• Required task: Render every line of the records below as a JSON list of strings, one string per line, with blank lines omitted. Leave the pictures out of the list.

Entries for pointing to labeled objects
# # # # # # #

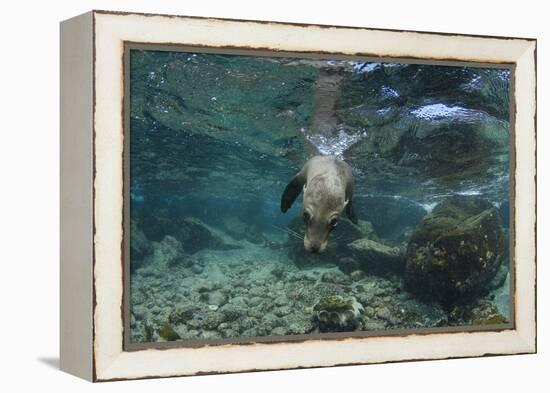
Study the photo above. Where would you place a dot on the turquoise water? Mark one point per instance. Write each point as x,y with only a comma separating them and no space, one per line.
214,140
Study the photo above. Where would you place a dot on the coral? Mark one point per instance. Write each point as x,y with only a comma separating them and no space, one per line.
479,312
337,313
167,333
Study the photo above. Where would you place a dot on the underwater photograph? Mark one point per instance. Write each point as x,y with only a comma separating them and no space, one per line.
275,196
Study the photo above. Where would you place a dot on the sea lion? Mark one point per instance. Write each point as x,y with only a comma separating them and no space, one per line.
328,187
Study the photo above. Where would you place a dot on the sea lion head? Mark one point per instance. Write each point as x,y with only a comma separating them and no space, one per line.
324,200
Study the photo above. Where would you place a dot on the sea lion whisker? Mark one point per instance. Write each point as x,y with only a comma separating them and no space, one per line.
288,231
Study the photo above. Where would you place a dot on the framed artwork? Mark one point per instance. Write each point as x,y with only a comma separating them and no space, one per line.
245,195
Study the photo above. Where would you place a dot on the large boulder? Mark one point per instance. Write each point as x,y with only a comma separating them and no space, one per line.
456,251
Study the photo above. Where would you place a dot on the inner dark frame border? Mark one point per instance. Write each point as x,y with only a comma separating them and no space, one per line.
128,345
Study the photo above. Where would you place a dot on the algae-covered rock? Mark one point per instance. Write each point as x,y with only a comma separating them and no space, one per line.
455,251
336,313
377,257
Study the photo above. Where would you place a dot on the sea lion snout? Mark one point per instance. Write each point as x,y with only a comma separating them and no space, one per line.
327,184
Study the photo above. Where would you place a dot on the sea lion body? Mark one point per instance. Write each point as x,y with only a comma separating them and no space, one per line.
327,183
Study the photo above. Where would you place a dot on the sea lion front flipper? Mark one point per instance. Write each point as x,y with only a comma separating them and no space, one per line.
291,192
350,212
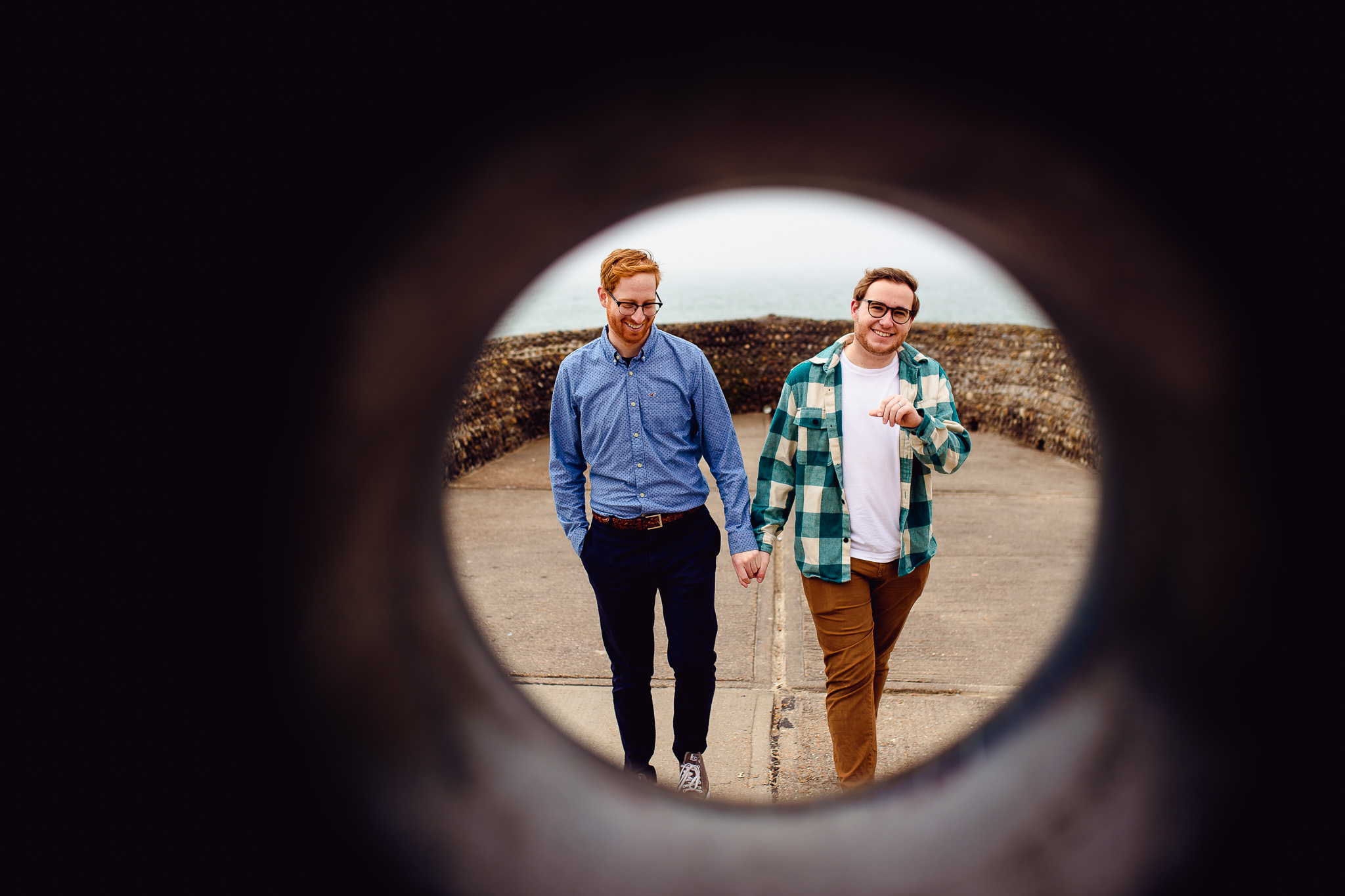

# # # # # # #

• Full output:
[
  "Study the photo above. Where would you place a dot on the turquoise water? Mark one point per instance. Write each point as x,y with only a comma separating them and no space, one per line.",
  "214,140",
  "Study the photo above. Where would you place a dot on the coral? Mark one point per instance. Write each point as x,y with only a comma separating them and no space, one per line.",
  "479,312",
  "337,313",
  "167,333",
  "Study the photo above. Where would you place a dot on the underwater photograph? Mark one point per instance. Write each point as x,y with only a comma separating them and no space, one per line.",
  "275,196",
  "Study the photo above. Where would you place a dot on the sea lion? Mark one point per instance. Write each point as x,y with only a comma separating them and no space, one per line.",
  "328,187",
  "Study the photo above. Where would you place a dot on the sea lion head? Mark one point per instance. Write each point as x,y with only a comma separating them and no space, one per line.",
  "324,200",
  "Study the photo above. Where would you place a dot on the sea lion whisker? Mark one point per instance. Write each point as x,y with only a comma separating them and no space, one per line.",
  "288,231",
  "Study the photo above. Where would you place a dot on the framed artwork? Mark one point per instance. Write each point as x,y with only a comma separating them and no space, one per line.",
  "245,195",
  "Study the photo above. Where would you place a dot on the large boulder? Mark one point per instance. Write each point as x,y with only a comma separating them and no space, one per line.",
  "456,251",
  "Study the photo above. Where would you place a dot on the inner dark frame border? Mark one point per instance. Write each point as x,y with only a comma separating them and no space, one per line.",
  "128,345",
  "Study the photo above. Where would you place a dot on the algae-covered rock? Mark one point per instance. Write each point as x,y with only a comma separating them and no space, one per line.",
  "455,251",
  "336,313",
  "377,257",
  "Study the photo above. Where would you place a dot on the sea lion snout? Mark one point per instance. Write each point as x,y with only a comma separating them and no space, one per line.",
  "327,184",
  "Study the photo above. Where would you place a dot on the sea lion body? Mark one point per instance. Write each point as x,y with only a comma separating them and no space, one per line.",
  "327,183",
  "Study the photo above. Where would you place a dot on the sea lion front flipper? Mark one point per instance. Write each point as x,y with only a comma separating them and no space, one per line.",
  "291,192",
  "350,212"
]